'''

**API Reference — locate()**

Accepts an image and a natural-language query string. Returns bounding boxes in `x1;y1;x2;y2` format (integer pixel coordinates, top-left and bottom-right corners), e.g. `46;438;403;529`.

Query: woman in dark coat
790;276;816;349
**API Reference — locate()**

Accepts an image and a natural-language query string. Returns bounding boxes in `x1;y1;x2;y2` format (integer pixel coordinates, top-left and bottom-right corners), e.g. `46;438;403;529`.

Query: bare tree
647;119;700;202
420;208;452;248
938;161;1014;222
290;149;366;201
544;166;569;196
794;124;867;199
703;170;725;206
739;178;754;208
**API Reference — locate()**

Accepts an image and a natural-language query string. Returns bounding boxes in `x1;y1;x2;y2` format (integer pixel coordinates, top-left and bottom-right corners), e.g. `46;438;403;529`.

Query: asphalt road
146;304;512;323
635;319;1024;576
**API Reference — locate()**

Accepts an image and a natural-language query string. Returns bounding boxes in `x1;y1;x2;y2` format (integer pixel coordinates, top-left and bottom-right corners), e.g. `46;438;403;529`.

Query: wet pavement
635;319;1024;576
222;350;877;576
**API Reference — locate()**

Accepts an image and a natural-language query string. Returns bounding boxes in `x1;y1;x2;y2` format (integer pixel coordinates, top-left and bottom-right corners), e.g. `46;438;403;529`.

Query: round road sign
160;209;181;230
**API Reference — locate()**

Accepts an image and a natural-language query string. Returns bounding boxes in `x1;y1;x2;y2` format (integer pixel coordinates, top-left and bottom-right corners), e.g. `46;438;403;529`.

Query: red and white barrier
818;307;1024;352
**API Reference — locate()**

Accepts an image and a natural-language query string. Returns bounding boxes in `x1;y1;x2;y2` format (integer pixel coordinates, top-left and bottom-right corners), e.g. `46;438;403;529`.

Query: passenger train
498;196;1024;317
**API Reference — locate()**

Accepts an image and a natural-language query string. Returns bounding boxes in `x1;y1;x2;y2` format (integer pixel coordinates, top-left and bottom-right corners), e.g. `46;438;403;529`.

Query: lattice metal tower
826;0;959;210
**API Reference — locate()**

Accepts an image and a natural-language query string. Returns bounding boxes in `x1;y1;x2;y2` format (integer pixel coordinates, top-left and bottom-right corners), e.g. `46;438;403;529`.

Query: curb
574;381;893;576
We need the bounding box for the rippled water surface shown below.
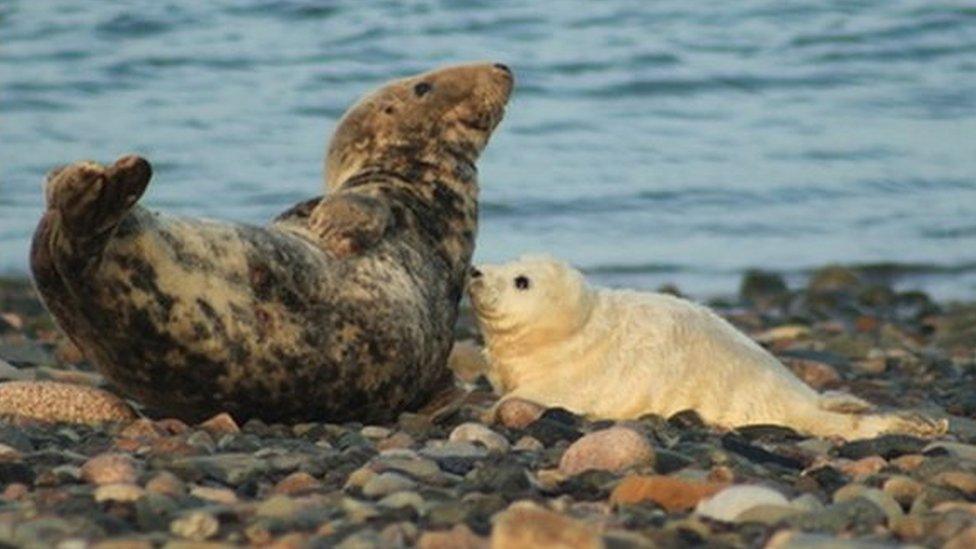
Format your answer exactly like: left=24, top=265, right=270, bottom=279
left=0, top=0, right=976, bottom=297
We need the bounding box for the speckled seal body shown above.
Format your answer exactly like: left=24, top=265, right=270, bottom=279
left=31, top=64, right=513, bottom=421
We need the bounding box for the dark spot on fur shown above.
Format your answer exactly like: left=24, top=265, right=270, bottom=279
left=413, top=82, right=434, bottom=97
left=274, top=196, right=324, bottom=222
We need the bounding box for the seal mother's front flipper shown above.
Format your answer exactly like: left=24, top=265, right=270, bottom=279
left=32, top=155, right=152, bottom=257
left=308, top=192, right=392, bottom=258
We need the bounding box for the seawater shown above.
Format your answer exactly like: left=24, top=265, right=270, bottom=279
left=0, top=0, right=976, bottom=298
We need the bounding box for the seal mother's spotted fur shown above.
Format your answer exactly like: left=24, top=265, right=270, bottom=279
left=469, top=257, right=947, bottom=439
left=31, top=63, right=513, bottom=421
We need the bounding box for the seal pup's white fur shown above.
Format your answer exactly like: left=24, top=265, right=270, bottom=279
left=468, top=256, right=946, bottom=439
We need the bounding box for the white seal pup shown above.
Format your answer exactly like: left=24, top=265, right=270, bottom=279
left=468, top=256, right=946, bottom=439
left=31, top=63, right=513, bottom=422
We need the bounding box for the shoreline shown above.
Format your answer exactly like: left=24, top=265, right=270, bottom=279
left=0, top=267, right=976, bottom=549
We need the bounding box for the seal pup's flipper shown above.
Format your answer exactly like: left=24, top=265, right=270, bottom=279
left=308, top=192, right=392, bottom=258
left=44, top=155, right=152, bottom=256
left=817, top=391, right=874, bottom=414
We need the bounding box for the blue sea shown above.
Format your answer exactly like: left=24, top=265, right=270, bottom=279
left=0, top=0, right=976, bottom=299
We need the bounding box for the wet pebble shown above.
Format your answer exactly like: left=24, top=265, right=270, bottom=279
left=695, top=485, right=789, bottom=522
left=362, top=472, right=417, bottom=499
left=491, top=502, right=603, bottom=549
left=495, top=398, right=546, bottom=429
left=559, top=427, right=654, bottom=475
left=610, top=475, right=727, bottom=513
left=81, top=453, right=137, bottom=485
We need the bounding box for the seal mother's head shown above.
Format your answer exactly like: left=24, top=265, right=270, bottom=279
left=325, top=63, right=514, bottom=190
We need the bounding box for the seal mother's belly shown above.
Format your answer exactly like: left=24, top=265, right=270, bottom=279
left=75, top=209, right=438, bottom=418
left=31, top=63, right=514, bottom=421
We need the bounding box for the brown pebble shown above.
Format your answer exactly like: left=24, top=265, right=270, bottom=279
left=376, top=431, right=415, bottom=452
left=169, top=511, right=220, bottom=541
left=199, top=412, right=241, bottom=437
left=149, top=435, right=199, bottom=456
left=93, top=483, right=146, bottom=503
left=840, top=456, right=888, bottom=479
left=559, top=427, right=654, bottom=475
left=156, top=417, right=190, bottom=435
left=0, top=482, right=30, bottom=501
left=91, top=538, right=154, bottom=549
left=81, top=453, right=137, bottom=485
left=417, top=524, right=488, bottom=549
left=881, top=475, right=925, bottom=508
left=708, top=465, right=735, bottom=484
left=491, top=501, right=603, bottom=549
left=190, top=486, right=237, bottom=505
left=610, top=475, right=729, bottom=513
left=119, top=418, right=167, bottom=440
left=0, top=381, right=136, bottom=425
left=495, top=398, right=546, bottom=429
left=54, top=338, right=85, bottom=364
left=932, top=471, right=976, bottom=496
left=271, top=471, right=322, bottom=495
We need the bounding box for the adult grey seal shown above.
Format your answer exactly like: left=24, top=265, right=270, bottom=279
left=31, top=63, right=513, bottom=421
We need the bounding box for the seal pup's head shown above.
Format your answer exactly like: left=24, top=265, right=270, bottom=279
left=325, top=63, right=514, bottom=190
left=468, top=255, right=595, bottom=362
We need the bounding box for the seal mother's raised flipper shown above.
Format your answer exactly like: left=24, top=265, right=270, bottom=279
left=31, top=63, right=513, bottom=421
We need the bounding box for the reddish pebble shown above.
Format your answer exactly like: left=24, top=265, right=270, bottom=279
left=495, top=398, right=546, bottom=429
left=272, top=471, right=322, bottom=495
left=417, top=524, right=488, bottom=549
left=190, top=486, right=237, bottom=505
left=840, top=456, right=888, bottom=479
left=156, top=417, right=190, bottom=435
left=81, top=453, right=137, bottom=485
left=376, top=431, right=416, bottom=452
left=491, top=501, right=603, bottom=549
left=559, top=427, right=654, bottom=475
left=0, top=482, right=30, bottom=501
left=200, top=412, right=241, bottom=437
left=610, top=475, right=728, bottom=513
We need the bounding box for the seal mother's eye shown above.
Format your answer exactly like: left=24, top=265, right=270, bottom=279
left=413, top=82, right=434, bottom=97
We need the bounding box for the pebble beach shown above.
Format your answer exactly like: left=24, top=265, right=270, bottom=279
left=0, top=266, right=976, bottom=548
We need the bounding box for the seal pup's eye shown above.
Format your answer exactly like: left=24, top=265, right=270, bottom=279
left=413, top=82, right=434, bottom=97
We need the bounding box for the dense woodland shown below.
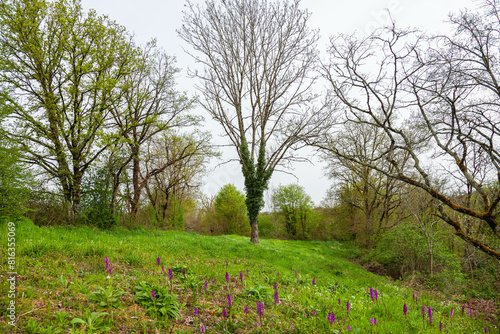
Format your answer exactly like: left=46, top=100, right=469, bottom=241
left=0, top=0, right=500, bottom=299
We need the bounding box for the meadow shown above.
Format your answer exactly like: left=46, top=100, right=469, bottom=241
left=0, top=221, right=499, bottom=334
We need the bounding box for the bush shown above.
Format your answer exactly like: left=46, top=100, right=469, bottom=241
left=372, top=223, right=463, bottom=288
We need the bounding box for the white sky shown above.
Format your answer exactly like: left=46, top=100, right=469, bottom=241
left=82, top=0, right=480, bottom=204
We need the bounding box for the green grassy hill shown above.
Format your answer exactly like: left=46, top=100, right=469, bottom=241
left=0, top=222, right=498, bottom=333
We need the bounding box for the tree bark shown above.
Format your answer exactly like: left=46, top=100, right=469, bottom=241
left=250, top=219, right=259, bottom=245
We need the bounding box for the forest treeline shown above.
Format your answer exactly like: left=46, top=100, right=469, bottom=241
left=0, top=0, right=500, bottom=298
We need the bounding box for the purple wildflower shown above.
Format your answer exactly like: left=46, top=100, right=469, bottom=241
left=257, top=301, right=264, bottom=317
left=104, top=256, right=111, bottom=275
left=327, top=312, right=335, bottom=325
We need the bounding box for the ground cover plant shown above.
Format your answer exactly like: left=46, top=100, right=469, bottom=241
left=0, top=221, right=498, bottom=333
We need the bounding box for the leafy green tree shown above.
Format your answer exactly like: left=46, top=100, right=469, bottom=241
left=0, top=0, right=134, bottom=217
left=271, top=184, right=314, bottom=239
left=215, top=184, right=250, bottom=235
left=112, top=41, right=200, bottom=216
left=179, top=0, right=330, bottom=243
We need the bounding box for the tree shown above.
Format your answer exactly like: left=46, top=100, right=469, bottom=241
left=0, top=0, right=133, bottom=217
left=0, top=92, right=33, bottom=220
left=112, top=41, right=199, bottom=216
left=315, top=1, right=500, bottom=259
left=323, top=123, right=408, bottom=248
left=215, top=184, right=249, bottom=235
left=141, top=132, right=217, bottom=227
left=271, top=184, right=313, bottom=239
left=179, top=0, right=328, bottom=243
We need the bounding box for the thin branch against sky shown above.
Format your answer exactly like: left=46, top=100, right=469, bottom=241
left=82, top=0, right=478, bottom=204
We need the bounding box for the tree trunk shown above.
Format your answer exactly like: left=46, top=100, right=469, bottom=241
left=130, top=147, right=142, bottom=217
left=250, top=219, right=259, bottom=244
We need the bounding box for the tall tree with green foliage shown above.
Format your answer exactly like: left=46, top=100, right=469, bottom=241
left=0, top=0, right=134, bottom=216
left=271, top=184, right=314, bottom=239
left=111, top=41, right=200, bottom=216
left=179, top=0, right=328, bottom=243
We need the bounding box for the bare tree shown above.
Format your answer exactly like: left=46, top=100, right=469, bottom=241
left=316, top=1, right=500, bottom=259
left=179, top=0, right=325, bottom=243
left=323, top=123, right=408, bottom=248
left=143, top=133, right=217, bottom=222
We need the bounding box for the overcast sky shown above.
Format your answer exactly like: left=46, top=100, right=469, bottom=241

'''

# [Task instructions]
Starting at the beginning of the data and ending at the line containing "790;276;816;349", write out every line again, requests included. Multiply each bounding-box coordinate in the answers by 1.45 and round to the nearest whole number, with halves rounded up; leave the numbers in the requests and their format sample unchanged.

# [Response]
**API Reference — locate()**

Accepts an image and a natural-language query string. Returns bounding boxes in `x1;y1;x2;y2` format (integer pixel coordinates, top-left and bottom-right corners), e.g. `46;438;403;529`.

Query: woman in dark coat
1146;400;1183;506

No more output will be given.